**** 所给材料
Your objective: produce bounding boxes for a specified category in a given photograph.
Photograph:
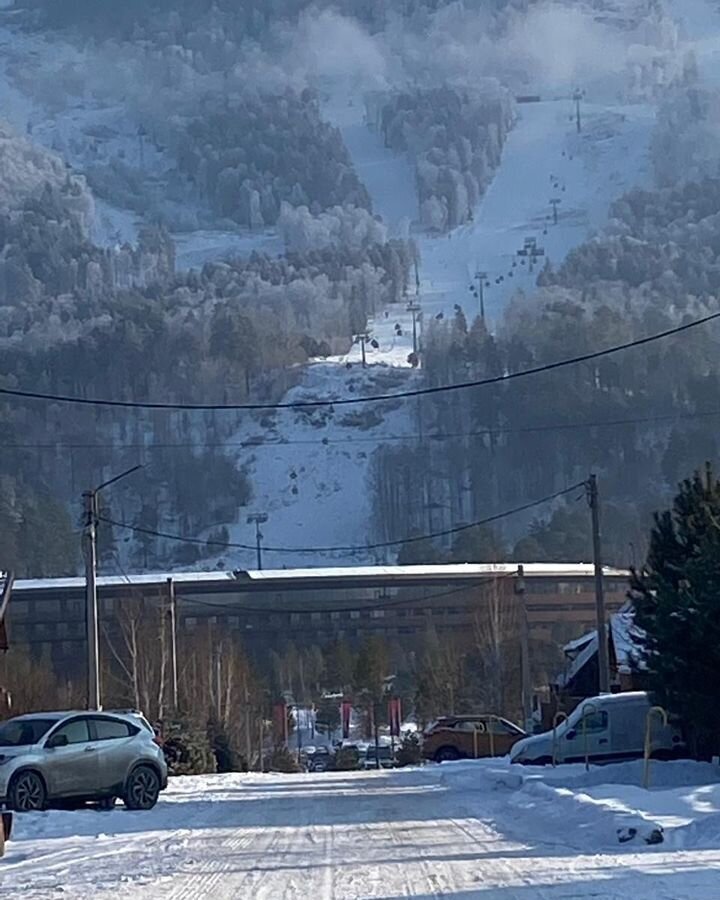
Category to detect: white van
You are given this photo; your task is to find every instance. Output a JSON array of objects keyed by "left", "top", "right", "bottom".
[{"left": 510, "top": 691, "right": 685, "bottom": 766}]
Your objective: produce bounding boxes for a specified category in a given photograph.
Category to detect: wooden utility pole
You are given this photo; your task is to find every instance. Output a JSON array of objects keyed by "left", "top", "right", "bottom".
[
  {"left": 167, "top": 578, "right": 179, "bottom": 712},
  {"left": 83, "top": 491, "right": 100, "bottom": 709},
  {"left": 248, "top": 513, "right": 268, "bottom": 572},
  {"left": 245, "top": 684, "right": 252, "bottom": 772},
  {"left": 407, "top": 301, "right": 422, "bottom": 356},
  {"left": 587, "top": 475, "right": 610, "bottom": 694},
  {"left": 515, "top": 566, "right": 532, "bottom": 732}
]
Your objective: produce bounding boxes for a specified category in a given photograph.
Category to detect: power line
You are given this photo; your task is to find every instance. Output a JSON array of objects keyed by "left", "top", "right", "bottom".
[
  {"left": 0, "top": 312, "right": 720, "bottom": 411},
  {"left": 98, "top": 482, "right": 585, "bottom": 553},
  {"left": 0, "top": 409, "right": 720, "bottom": 452}
]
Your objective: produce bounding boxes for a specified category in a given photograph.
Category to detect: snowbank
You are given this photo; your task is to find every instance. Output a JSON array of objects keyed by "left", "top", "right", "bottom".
[{"left": 440, "top": 759, "right": 720, "bottom": 849}]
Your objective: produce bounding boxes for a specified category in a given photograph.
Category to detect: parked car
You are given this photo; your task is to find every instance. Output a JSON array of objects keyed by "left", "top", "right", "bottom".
[
  {"left": 308, "top": 747, "right": 333, "bottom": 772},
  {"left": 0, "top": 712, "right": 168, "bottom": 812},
  {"left": 422, "top": 714, "right": 525, "bottom": 762},
  {"left": 510, "top": 691, "right": 685, "bottom": 765},
  {"left": 362, "top": 744, "right": 397, "bottom": 769}
]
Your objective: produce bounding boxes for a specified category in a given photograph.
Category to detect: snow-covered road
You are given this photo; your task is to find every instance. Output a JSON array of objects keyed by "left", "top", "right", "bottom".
[{"left": 5, "top": 767, "right": 720, "bottom": 900}]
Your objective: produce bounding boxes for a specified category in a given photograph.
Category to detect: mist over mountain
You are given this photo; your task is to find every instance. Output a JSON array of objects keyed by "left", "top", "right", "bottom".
[{"left": 0, "top": 0, "right": 720, "bottom": 575}]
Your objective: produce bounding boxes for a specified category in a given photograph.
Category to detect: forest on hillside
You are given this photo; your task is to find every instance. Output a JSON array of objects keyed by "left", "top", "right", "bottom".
[
  {"left": 375, "top": 81, "right": 720, "bottom": 565},
  {"left": 0, "top": 162, "right": 414, "bottom": 575}
]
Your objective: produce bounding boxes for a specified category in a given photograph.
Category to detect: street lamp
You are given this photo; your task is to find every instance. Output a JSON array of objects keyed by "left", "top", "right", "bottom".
[{"left": 82, "top": 466, "right": 143, "bottom": 709}]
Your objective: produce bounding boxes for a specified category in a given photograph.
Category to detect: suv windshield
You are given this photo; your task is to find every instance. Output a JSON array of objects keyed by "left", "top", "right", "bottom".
[{"left": 0, "top": 719, "right": 55, "bottom": 747}]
********
**任务要求:** 统计上面的记录中有多少行含有字符串“detect”，只写出这个数字。

**练习作答:** 10